■ **What you will do**
Copy out the entries from the line with "need bbox / ornate pediment" through the line with "[469,283,498,324]", keeping every line, and offset each box coordinate by adding 12 to it.

(Photo labels and their boxes)
▬▬▬

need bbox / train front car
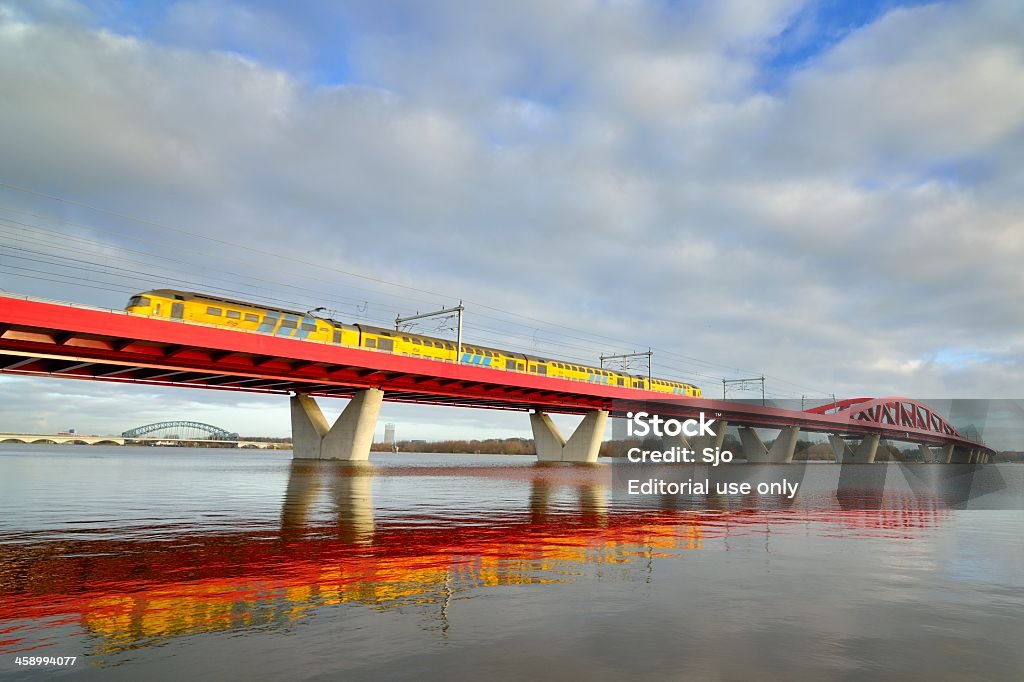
[119,289,701,397]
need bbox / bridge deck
[0,297,988,451]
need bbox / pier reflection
[0,461,944,653]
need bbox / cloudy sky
[0,0,1024,438]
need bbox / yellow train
[125,289,700,397]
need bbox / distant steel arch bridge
[121,421,239,440]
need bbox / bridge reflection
[0,460,945,653]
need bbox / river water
[0,445,1024,680]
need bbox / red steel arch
[807,397,964,438]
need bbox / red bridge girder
[0,296,991,452]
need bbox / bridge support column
[529,410,608,463]
[739,426,800,464]
[291,388,384,462]
[828,433,879,464]
[664,419,729,455]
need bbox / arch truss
[121,421,239,440]
[807,397,964,438]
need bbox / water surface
[0,445,1024,680]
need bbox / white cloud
[0,2,1024,436]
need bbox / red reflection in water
[0,464,944,653]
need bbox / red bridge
[0,297,992,463]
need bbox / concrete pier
[529,410,608,463]
[291,388,384,462]
[739,426,800,464]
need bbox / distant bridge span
[121,420,239,440]
[0,297,992,462]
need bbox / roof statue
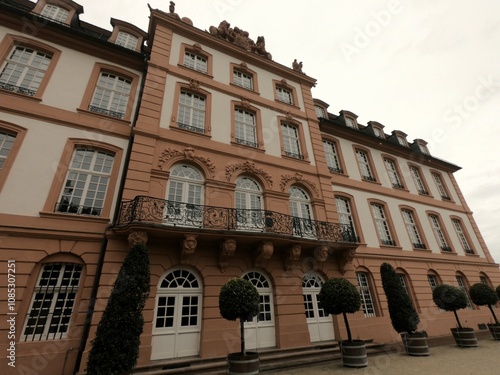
[292,59,304,73]
[209,20,273,60]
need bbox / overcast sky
[71,0,500,262]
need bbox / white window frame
[89,71,132,119]
[410,165,429,195]
[276,85,293,105]
[233,69,253,90]
[429,214,451,252]
[356,272,377,318]
[183,51,208,74]
[56,146,115,216]
[401,209,425,249]
[356,150,375,181]
[0,129,17,171]
[115,31,139,51]
[281,122,304,160]
[370,203,396,246]
[323,140,343,173]
[0,45,52,96]
[177,90,207,134]
[451,219,474,254]
[235,176,264,230]
[20,263,83,341]
[234,108,259,148]
[384,158,404,189]
[41,4,69,23]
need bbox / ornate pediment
[158,147,215,178]
[226,160,273,188]
[209,20,273,60]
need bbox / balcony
[116,196,359,244]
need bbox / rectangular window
[401,210,425,249]
[115,31,139,51]
[233,70,253,90]
[281,123,304,159]
[384,159,404,189]
[452,219,474,254]
[371,203,396,246]
[0,130,16,171]
[89,72,132,119]
[42,4,69,23]
[356,150,375,181]
[429,215,451,252]
[323,141,342,173]
[56,148,114,216]
[234,108,259,148]
[0,46,52,96]
[177,91,206,133]
[276,86,293,104]
[455,276,472,309]
[356,272,377,318]
[410,166,429,195]
[184,51,208,74]
[22,263,82,341]
[335,197,357,241]
[432,173,450,201]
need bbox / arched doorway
[151,268,202,360]
[242,271,276,349]
[302,272,335,342]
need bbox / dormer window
[115,31,139,51]
[314,105,326,118]
[397,135,408,147]
[373,126,385,139]
[345,117,358,129]
[41,4,69,23]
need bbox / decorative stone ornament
[255,242,274,267]
[181,234,198,264]
[128,231,148,248]
[218,238,237,272]
[284,244,302,272]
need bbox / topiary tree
[432,284,467,329]
[87,244,150,375]
[219,277,260,355]
[318,278,361,342]
[380,263,420,333]
[469,283,498,324]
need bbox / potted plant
[380,263,429,356]
[219,277,260,374]
[432,284,477,348]
[469,283,500,340]
[318,278,368,367]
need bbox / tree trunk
[240,318,246,355]
[453,310,463,328]
[342,312,352,342]
[488,305,498,324]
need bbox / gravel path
[266,339,500,375]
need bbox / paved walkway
[266,339,500,375]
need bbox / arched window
[288,186,315,237]
[235,176,264,229]
[151,268,203,360]
[165,164,204,226]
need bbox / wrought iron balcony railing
[117,196,359,243]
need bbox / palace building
[0,0,500,375]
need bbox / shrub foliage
[380,263,420,333]
[87,244,150,375]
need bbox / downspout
[73,52,149,374]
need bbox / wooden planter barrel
[401,332,430,356]
[340,340,368,367]
[451,328,478,348]
[488,324,500,340]
[227,352,260,375]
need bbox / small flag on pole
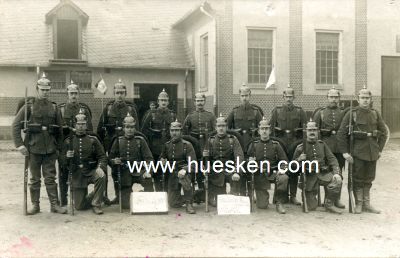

▬▬▬

■ **Output of the task**
need bbox / ornate pediment
[170,159,227,190]
[238,172,285,200]
[221,32,285,72]
need bbox / balcony
[128,208,371,256]
need bbox / rectangular window
[413,222,437,261]
[127,43,151,63]
[245,82,265,102]
[293,135,316,171]
[396,171,416,201]
[464,231,486,266]
[383,215,408,258]
[12,142,28,183]
[101,84,144,131]
[54,16,81,35]
[368,162,387,193]
[441,227,463,264]
[335,153,354,185]
[68,160,126,228]
[246,120,271,160]
[12,58,64,108]
[189,103,218,145]
[288,98,305,116]
[467,288,484,321]
[368,284,389,330]
[422,178,441,207]
[196,63,220,86]
[34,275,94,353]
[347,209,369,253]
[444,185,462,213]
need bbox / arched doorway
[163,280,214,372]
[254,283,288,361]
[314,284,347,354]
need bbox / dormer window
[127,43,151,63]
[326,117,338,130]
[409,147,420,159]
[385,138,397,151]
[357,129,370,141]
[53,16,81,35]
need bbox / decorative stone ornament
[267,254,286,279]
[193,246,210,276]
[140,243,160,260]
[230,250,249,284]
[296,256,314,284]
need bbox / topiary tree
[444,296,479,341]
[99,256,162,387]
[231,289,272,367]
[330,290,373,354]
[392,275,432,345]
[481,295,510,336]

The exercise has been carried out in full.